A complete answer includes every line below with the word "point".

[DATA RECORDS]

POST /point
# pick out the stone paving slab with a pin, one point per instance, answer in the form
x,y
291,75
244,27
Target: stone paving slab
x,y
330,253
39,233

[/DATA RECORDS]

→ **EXERCISE OUTPUT**
POST /point
# pick out the stone paving slab with a pin, one point per instance, answer in the form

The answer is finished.